§ **EXERCISE**: Only the run of lines from the one containing "Return one point per instance of the man's chin, each" through the last line should be returned, exactly as written.

§ **EXERCISE INPUTS**:
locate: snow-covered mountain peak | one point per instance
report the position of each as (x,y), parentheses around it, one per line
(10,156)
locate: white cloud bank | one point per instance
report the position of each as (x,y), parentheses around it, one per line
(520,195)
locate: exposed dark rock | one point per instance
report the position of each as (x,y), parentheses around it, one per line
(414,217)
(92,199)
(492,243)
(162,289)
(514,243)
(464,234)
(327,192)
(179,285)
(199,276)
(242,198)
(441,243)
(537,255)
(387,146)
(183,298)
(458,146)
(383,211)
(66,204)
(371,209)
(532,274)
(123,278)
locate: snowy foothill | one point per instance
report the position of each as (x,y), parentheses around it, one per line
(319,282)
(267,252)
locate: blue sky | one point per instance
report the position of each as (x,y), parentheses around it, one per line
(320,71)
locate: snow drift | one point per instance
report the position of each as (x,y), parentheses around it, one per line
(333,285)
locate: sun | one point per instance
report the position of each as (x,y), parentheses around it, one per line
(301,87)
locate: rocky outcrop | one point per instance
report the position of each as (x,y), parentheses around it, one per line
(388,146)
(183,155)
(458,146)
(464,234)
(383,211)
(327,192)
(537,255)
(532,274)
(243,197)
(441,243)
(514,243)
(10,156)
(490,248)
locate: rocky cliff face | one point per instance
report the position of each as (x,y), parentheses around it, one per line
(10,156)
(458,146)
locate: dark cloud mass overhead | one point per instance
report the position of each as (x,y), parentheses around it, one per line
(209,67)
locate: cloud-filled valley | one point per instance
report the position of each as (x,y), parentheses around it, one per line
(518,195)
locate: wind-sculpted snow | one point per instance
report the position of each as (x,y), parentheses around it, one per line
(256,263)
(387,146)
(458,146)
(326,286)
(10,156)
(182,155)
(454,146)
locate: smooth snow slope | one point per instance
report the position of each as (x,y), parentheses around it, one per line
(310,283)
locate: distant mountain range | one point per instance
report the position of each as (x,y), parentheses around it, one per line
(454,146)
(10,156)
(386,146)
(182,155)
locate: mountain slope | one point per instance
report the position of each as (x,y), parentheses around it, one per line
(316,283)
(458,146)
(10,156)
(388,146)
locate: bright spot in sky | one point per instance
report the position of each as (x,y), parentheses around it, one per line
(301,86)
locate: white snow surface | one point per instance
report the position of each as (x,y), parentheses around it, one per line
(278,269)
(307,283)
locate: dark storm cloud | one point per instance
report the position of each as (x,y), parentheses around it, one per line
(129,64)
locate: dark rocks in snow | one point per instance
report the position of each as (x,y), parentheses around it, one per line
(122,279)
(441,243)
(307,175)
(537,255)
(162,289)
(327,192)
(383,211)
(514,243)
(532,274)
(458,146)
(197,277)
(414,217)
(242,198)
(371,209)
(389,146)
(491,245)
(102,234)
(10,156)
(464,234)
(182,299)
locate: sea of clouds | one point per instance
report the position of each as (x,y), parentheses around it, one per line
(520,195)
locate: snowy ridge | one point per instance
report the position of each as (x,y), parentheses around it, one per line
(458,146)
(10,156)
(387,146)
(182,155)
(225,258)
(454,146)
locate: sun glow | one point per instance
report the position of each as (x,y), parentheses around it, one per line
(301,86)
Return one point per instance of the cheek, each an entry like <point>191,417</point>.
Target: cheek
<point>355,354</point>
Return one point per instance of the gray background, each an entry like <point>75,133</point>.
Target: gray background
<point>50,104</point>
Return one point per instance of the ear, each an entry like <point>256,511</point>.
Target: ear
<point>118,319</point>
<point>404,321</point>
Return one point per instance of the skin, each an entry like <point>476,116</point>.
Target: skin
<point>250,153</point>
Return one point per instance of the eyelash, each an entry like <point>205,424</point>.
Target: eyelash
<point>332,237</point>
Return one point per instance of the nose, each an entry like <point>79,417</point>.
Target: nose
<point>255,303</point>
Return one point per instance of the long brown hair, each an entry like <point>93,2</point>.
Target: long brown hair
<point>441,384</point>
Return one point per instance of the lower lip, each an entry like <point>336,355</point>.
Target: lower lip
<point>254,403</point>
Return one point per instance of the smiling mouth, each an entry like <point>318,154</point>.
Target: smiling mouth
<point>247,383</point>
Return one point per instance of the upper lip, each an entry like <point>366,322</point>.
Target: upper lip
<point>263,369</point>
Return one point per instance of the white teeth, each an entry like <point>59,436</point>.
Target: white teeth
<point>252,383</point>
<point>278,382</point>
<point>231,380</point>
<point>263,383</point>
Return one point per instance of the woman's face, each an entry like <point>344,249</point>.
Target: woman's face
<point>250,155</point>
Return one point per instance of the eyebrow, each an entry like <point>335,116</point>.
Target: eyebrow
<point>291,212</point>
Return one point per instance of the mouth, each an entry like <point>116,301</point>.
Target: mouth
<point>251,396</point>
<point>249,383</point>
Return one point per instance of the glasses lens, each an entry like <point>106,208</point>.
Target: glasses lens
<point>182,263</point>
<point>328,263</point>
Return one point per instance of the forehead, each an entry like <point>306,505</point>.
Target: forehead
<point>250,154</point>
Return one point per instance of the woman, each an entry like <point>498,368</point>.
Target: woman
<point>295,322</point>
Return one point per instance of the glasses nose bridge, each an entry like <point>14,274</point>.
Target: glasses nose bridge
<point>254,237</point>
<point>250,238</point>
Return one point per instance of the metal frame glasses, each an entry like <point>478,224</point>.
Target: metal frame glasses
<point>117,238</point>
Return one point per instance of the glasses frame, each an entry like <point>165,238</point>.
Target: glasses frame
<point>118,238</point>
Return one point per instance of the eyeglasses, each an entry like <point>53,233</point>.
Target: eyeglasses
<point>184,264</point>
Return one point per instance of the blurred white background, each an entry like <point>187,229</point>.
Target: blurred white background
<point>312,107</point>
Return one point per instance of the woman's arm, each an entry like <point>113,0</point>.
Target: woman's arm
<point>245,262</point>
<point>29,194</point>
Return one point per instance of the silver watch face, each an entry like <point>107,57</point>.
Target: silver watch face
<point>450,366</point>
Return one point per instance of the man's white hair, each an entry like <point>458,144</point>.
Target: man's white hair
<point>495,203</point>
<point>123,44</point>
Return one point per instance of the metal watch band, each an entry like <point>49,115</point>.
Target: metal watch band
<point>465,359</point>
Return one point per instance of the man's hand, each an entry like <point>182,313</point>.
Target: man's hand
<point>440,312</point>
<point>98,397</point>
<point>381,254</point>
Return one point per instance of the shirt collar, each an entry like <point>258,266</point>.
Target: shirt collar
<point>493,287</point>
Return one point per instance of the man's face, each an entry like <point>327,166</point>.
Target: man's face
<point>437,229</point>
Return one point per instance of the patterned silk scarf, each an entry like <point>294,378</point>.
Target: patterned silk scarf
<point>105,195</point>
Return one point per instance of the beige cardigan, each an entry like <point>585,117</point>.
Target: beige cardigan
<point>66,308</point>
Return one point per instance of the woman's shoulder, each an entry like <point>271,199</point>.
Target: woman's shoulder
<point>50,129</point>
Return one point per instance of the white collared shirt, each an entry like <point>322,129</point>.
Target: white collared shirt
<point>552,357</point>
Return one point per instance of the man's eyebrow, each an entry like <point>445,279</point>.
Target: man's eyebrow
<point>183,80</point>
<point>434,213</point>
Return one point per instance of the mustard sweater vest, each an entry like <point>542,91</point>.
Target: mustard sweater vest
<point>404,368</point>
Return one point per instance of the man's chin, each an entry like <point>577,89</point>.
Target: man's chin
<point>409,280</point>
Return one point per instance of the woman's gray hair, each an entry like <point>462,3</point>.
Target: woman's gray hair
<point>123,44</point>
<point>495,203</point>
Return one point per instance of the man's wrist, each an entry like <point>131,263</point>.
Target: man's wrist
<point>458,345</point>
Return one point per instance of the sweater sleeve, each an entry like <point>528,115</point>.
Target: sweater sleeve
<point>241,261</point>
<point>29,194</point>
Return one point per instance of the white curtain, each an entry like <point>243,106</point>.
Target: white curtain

§ **OUTPUT FOR THIS TASK**:
Return one point per instance of the man's chin, each an entry like <point>577,89</point>.
Target: man's chin
<point>409,280</point>
Return one point per instance of the woman's gray hair, each an entry like <point>462,3</point>.
Target: woman's gray hair
<point>123,44</point>
<point>495,203</point>
Return one point per instance of the man's wrist, each an entry like <point>131,263</point>.
Target: man's wrist
<point>458,345</point>
Return one point per instance of the sweater sleeve, each an entry like <point>528,115</point>.
Target: sweater sleeve
<point>241,261</point>
<point>29,194</point>
Return one point per instance of the white curtain, each an entry like <point>243,106</point>.
Target: white curtain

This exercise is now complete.